<<<<

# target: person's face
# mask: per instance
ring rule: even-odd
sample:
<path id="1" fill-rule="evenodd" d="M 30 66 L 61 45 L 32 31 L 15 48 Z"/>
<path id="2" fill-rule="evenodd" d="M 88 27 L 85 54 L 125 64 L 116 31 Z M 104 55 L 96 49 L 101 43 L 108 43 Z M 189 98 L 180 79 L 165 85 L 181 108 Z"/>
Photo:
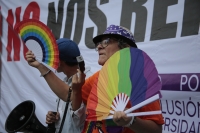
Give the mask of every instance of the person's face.
<path id="1" fill-rule="evenodd" d="M 99 53 L 99 65 L 104 65 L 105 62 L 120 48 L 118 47 L 118 41 L 114 38 L 104 37 L 100 44 L 96 44 L 96 49 Z"/>

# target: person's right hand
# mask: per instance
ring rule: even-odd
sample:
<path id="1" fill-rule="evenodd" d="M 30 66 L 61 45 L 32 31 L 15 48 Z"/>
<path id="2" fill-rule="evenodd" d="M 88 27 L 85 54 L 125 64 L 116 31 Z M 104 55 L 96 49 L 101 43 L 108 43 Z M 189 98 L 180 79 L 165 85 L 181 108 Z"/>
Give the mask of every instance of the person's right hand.
<path id="1" fill-rule="evenodd" d="M 53 114 L 52 111 L 48 111 L 47 115 L 46 115 L 46 123 L 47 124 L 51 124 L 53 122 L 57 122 L 60 119 L 60 113 L 57 112 L 57 114 Z"/>
<path id="2" fill-rule="evenodd" d="M 81 87 L 85 83 L 86 75 L 77 69 L 77 73 L 72 77 L 72 90 L 73 92 L 81 91 Z"/>
<path id="3" fill-rule="evenodd" d="M 41 64 L 35 59 L 34 53 L 30 50 L 26 53 L 26 60 L 30 66 L 35 67 L 35 68 L 38 68 L 39 65 Z"/>

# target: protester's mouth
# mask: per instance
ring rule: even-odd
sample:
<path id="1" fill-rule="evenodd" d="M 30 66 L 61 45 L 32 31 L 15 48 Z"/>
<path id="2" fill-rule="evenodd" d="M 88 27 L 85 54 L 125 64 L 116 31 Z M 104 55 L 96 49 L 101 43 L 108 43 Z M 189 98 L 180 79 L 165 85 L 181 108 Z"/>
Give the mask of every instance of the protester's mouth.
<path id="1" fill-rule="evenodd" d="M 103 55 L 103 53 L 99 53 L 99 56 L 100 56 L 100 55 Z"/>

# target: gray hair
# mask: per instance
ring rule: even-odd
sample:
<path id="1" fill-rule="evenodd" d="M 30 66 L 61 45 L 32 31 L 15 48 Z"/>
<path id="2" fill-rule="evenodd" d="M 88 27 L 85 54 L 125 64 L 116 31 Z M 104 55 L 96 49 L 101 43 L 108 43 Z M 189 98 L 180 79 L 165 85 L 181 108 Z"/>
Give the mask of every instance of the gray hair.
<path id="1" fill-rule="evenodd" d="M 123 49 L 123 48 L 127 48 L 127 47 L 129 47 L 130 45 L 127 43 L 127 42 L 125 42 L 123 39 L 119 39 L 118 40 L 118 47 L 120 48 L 120 49 Z"/>

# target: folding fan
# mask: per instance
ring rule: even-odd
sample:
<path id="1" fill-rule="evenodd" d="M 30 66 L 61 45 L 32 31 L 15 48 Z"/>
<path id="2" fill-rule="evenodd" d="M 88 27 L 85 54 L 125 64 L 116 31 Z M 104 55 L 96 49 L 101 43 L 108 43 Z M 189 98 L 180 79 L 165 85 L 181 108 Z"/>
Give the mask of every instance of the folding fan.
<path id="1" fill-rule="evenodd" d="M 114 111 L 131 115 L 151 115 L 161 111 L 132 114 L 132 111 L 161 96 L 161 81 L 151 58 L 137 48 L 125 48 L 113 54 L 99 72 L 87 102 L 87 120 L 112 118 Z M 130 113 L 130 114 L 129 114 Z"/>
<path id="2" fill-rule="evenodd" d="M 28 40 L 34 40 L 39 44 L 39 47 L 35 45 L 37 43 L 26 45 L 28 49 L 34 52 L 38 61 L 41 61 L 54 69 L 58 68 L 59 51 L 56 39 L 51 30 L 44 23 L 35 19 L 27 19 L 21 21 L 16 26 L 15 30 L 20 34 L 20 37 L 25 44 Z M 37 55 L 37 53 L 42 53 L 42 56 Z"/>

>>>>

§ **TASK GOAL**:
Please give the data again unaltered, leaving out any images.

§ **ANSWER TO THE PROBLEM**:
# target: person's face
# mask: per instance
ring rule: even-odd
sample:
<path id="1" fill-rule="evenodd" d="M 30 66 L 61 45 L 32 31 L 15 48 Z"/>
<path id="2" fill-rule="evenodd" d="M 88 27 L 85 54 L 125 64 L 116 31 Z M 104 55 L 96 49 L 101 43 L 108 43 Z M 189 98 L 180 79 L 165 85 L 181 108 Z"/>
Photo:
Give the mask of every instance of the person's face.
<path id="1" fill-rule="evenodd" d="M 99 53 L 99 65 L 104 65 L 105 62 L 120 48 L 118 47 L 118 41 L 114 38 L 104 37 L 100 44 L 96 44 L 96 49 Z"/>

# target: person's right hand
# mask: per instance
ring rule: even-odd
sample:
<path id="1" fill-rule="evenodd" d="M 30 66 L 61 45 L 32 31 L 15 48 Z"/>
<path id="2" fill-rule="evenodd" d="M 88 27 L 85 54 L 125 64 L 116 31 Z M 104 55 L 96 49 L 101 43 L 108 43 Z M 189 98 L 180 79 L 165 85 L 181 108 Z"/>
Give the mask of every instance of the person's right hand.
<path id="1" fill-rule="evenodd" d="M 53 114 L 52 111 L 48 111 L 47 115 L 46 115 L 46 123 L 47 124 L 51 124 L 53 122 L 57 122 L 60 119 L 60 113 L 57 112 L 57 114 Z"/>
<path id="2" fill-rule="evenodd" d="M 81 87 L 85 83 L 86 75 L 77 69 L 77 73 L 72 77 L 72 90 L 73 92 L 81 91 Z"/>
<path id="3" fill-rule="evenodd" d="M 41 64 L 35 59 L 34 53 L 30 50 L 26 53 L 26 60 L 30 66 L 35 67 L 35 68 L 38 68 L 39 65 Z"/>

# target: protester's mouth
# mask: per instance
ring rule: even-odd
sample:
<path id="1" fill-rule="evenodd" d="M 30 66 L 61 45 L 32 31 L 15 48 Z"/>
<path id="2" fill-rule="evenodd" d="M 88 27 L 85 54 L 125 64 L 116 31 Z M 104 55 L 96 49 L 101 43 L 108 43 Z M 189 98 L 180 79 L 165 85 L 181 108 Z"/>
Give the mask of every instance of the protester's mouth.
<path id="1" fill-rule="evenodd" d="M 103 55 L 103 53 L 99 53 L 99 56 L 100 56 L 100 55 Z"/>

# target: gray hair
# mask: per instance
ring rule: even-odd
sample:
<path id="1" fill-rule="evenodd" d="M 30 66 L 61 45 L 32 31 L 15 48 Z"/>
<path id="2" fill-rule="evenodd" d="M 88 27 L 85 54 L 125 64 L 116 31 Z M 104 55 L 96 49 L 101 43 L 108 43 Z M 189 98 L 180 79 L 165 85 L 181 108 Z"/>
Give the mask of every instance of the gray hair.
<path id="1" fill-rule="evenodd" d="M 123 49 L 123 48 L 127 48 L 127 47 L 129 47 L 130 45 L 127 43 L 127 42 L 125 42 L 123 39 L 119 39 L 118 40 L 118 47 L 120 48 L 120 49 Z"/>

# target: folding fan
# mask: per instance
ring rule: even-odd
sample:
<path id="1" fill-rule="evenodd" d="M 30 66 L 61 45 L 32 31 L 15 48 Z"/>
<path id="2" fill-rule="evenodd" d="M 88 27 L 85 54 L 125 64 L 116 31 Z M 104 55 L 96 49 L 101 43 L 108 43 Z M 189 98 L 180 79 L 165 85 L 181 108 Z"/>
Give the mask of every instance of the folding fan.
<path id="1" fill-rule="evenodd" d="M 114 111 L 131 115 L 151 115 L 161 111 L 132 114 L 132 111 L 161 96 L 161 81 L 151 58 L 137 48 L 125 48 L 113 54 L 99 72 L 87 102 L 87 120 L 112 118 Z M 130 113 L 130 114 L 129 114 Z"/>
<path id="2" fill-rule="evenodd" d="M 28 40 L 34 40 L 39 44 L 39 47 L 35 45 L 37 43 L 26 45 L 28 49 L 34 52 L 38 61 L 41 61 L 54 69 L 58 68 L 59 51 L 56 39 L 51 30 L 44 23 L 35 19 L 27 19 L 21 21 L 16 26 L 15 30 L 20 34 L 20 37 L 25 44 Z M 37 55 L 37 53 L 42 53 L 42 56 Z"/>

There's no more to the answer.